──────── Data shown ────────

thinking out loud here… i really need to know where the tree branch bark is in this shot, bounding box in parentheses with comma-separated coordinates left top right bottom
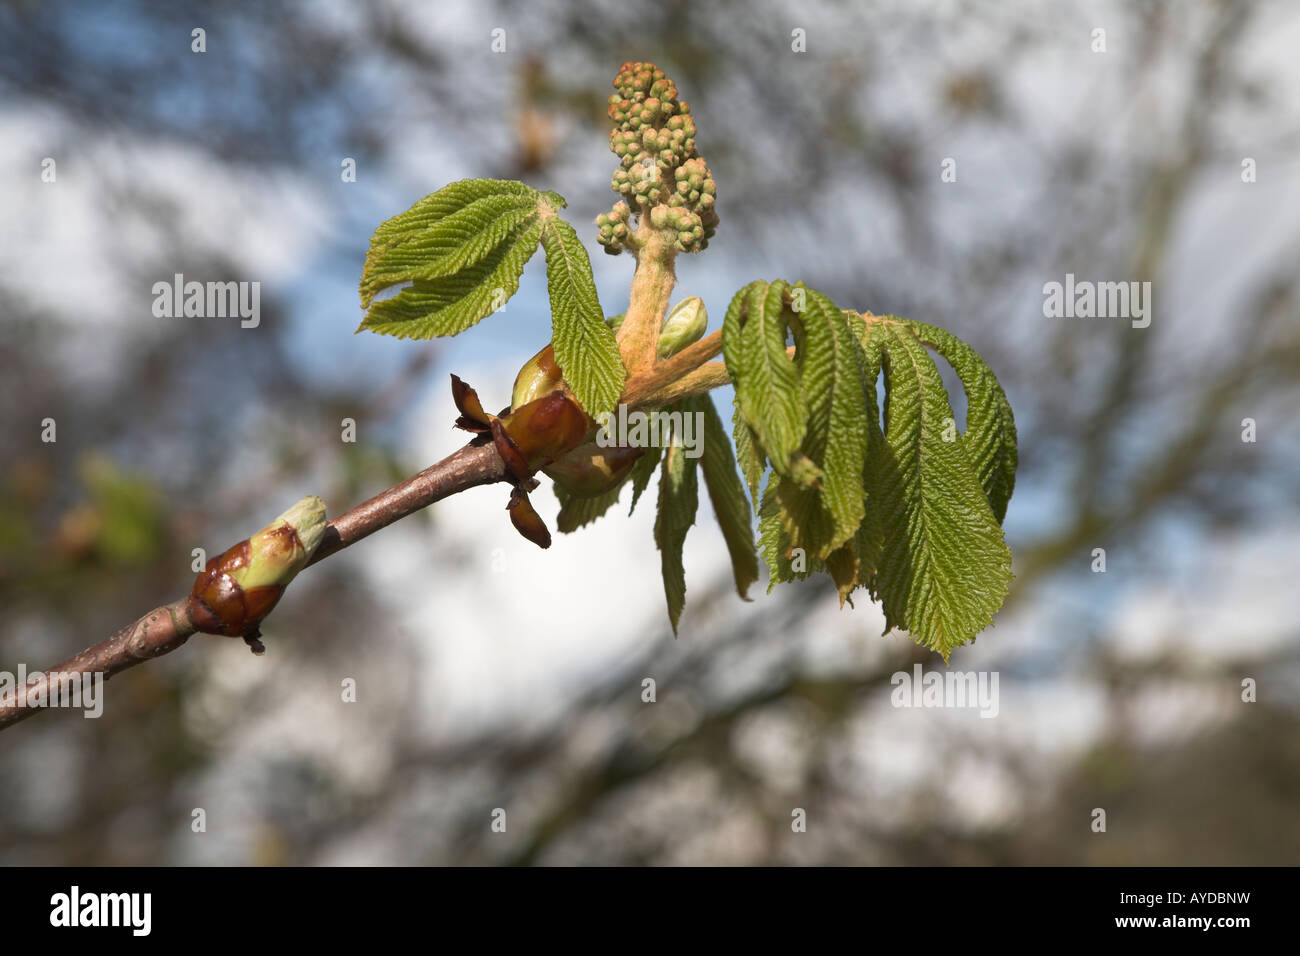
(0, 440, 507, 731)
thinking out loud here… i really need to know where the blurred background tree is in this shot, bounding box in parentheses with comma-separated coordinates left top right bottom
(1, 0, 1297, 864)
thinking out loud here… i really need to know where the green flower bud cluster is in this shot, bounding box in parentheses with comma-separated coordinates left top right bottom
(599, 61, 718, 255)
(594, 201, 633, 254)
(664, 158, 717, 253)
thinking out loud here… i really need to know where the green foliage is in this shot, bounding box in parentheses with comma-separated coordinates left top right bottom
(626, 445, 662, 516)
(689, 394, 759, 600)
(721, 281, 806, 478)
(727, 281, 1016, 660)
(539, 217, 627, 415)
(358, 178, 625, 415)
(653, 411, 700, 635)
(870, 319, 1013, 658)
(897, 318, 1018, 523)
(353, 74, 1018, 659)
(553, 480, 626, 534)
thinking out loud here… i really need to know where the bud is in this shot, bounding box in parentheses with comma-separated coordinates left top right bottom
(188, 495, 327, 648)
(603, 62, 719, 252)
(498, 392, 591, 472)
(507, 486, 551, 550)
(656, 296, 708, 358)
(510, 344, 564, 410)
(239, 496, 328, 589)
(544, 442, 644, 498)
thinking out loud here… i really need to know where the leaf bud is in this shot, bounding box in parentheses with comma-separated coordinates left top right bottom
(656, 296, 708, 358)
(188, 495, 327, 644)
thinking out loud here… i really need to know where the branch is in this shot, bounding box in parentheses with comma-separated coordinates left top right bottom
(0, 440, 507, 732)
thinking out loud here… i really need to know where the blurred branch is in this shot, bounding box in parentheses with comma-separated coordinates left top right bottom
(0, 440, 507, 731)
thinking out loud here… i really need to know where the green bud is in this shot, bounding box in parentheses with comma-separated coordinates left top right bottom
(235, 495, 328, 590)
(657, 296, 708, 358)
(511, 344, 564, 410)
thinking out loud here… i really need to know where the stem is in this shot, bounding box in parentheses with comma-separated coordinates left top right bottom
(623, 337, 796, 409)
(615, 222, 677, 378)
(0, 441, 507, 732)
(631, 361, 732, 408)
(622, 328, 723, 407)
(309, 441, 505, 564)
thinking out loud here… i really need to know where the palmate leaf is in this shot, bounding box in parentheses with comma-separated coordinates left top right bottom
(720, 276, 1016, 658)
(897, 318, 1018, 523)
(871, 320, 1013, 659)
(727, 280, 865, 565)
(540, 217, 626, 416)
(357, 177, 626, 416)
(357, 177, 553, 339)
(653, 410, 700, 635)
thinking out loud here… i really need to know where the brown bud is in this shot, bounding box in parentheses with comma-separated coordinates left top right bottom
(498, 391, 592, 472)
(451, 374, 493, 432)
(188, 538, 286, 639)
(187, 496, 327, 650)
(507, 487, 552, 549)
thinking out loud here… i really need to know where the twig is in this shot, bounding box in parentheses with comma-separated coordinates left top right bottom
(0, 441, 507, 731)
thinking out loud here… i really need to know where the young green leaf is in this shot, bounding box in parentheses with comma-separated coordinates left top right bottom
(360, 178, 552, 308)
(361, 193, 540, 303)
(873, 320, 1013, 659)
(786, 284, 868, 557)
(688, 394, 759, 600)
(731, 403, 766, 508)
(722, 281, 805, 477)
(896, 318, 1018, 524)
(358, 216, 545, 339)
(846, 311, 886, 590)
(540, 217, 627, 416)
(553, 477, 628, 533)
(654, 419, 700, 635)
(824, 542, 861, 607)
(627, 444, 662, 516)
(758, 476, 821, 587)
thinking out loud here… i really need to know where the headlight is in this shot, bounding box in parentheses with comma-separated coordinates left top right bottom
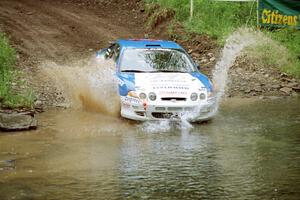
(199, 93, 206, 100)
(128, 91, 139, 98)
(139, 92, 147, 100)
(148, 92, 156, 101)
(190, 92, 198, 101)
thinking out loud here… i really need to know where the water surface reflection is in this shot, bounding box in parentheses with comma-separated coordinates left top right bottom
(0, 98, 299, 199)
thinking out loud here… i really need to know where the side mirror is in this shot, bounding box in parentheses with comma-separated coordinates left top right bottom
(195, 63, 200, 70)
(96, 48, 109, 59)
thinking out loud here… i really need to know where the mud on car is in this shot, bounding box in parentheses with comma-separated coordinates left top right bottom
(97, 39, 217, 122)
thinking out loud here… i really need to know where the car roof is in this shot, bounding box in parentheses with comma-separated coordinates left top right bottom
(116, 39, 183, 50)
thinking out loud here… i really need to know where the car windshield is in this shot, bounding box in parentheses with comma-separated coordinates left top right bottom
(120, 48, 197, 73)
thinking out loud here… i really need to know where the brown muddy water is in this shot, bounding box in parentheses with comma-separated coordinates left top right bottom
(0, 98, 300, 200)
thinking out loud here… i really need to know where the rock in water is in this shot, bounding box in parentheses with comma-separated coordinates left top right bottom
(280, 87, 292, 94)
(0, 112, 37, 131)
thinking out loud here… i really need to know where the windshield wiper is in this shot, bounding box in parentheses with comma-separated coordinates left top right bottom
(156, 70, 186, 73)
(121, 70, 146, 73)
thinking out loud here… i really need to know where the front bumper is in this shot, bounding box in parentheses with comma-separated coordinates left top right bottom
(120, 97, 217, 122)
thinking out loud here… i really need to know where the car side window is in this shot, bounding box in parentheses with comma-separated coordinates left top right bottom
(106, 43, 120, 62)
(112, 44, 120, 62)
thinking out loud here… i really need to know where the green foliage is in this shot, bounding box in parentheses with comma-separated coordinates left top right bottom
(266, 28, 300, 58)
(0, 33, 35, 109)
(264, 28, 300, 77)
(145, 4, 175, 30)
(146, 0, 300, 79)
(245, 38, 300, 78)
(0, 33, 15, 85)
(0, 33, 15, 104)
(147, 0, 256, 42)
(188, 1, 256, 43)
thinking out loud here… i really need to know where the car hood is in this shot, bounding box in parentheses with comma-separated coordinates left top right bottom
(135, 73, 206, 97)
(117, 72, 212, 97)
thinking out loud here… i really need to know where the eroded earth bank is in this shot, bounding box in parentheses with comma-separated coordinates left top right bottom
(1, 0, 299, 112)
(0, 1, 300, 199)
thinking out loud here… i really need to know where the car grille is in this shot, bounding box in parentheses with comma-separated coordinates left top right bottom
(152, 112, 173, 119)
(161, 97, 187, 101)
(167, 107, 183, 112)
(155, 107, 166, 111)
(152, 107, 196, 119)
(155, 107, 195, 112)
(135, 111, 145, 116)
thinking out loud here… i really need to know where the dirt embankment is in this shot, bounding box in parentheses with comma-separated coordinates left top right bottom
(0, 0, 145, 63)
(0, 0, 146, 107)
(146, 5, 300, 98)
(0, 0, 299, 111)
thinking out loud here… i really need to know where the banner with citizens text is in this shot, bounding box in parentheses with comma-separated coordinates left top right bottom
(258, 0, 300, 29)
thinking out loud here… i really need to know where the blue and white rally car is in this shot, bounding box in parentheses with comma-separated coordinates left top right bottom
(97, 39, 217, 122)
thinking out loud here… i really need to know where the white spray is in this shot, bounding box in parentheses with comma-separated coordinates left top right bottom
(212, 28, 257, 104)
(41, 28, 259, 133)
(41, 56, 120, 117)
(142, 28, 259, 133)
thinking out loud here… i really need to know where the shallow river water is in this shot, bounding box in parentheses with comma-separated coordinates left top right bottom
(0, 98, 300, 200)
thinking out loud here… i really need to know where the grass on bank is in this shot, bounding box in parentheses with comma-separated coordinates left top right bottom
(146, 0, 300, 78)
(249, 28, 300, 78)
(245, 37, 300, 78)
(0, 33, 35, 109)
(147, 0, 257, 42)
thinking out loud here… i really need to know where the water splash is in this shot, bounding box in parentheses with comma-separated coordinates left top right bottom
(140, 120, 172, 133)
(141, 28, 259, 133)
(41, 28, 259, 133)
(41, 56, 120, 117)
(139, 118, 194, 134)
(212, 28, 257, 104)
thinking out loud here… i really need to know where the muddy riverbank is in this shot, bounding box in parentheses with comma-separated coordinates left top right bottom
(1, 0, 299, 113)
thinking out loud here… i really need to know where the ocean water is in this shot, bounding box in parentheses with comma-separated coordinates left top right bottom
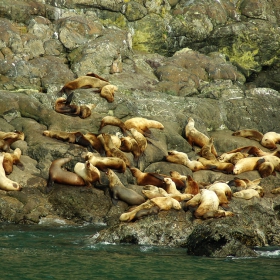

────────

### [Problem details]
From the line with "the water splash" to the final line of the records, inclusive, set down the lines exactly and add nothing; leave every picture out.

### [Exercise result]
thinking out loud here… i really need to know where the water splash is in this shot, bounding box in parentheses with comma-separated coordinates left top right bottom
(140, 120, 172, 133)
(141, 28, 259, 133)
(41, 28, 259, 133)
(41, 56, 120, 117)
(139, 118, 194, 134)
(212, 28, 257, 104)
thinking out loud here… i really need to know where the muddy riverbank is in this shot, bounding box in parentheses with comma-separated coordinates left top right bottom
(1, 0, 299, 113)
thinking out loud here… i really need to know where the ocean water is in this shot, bounding box in parentheses with comma-separated coordinates left top right bottom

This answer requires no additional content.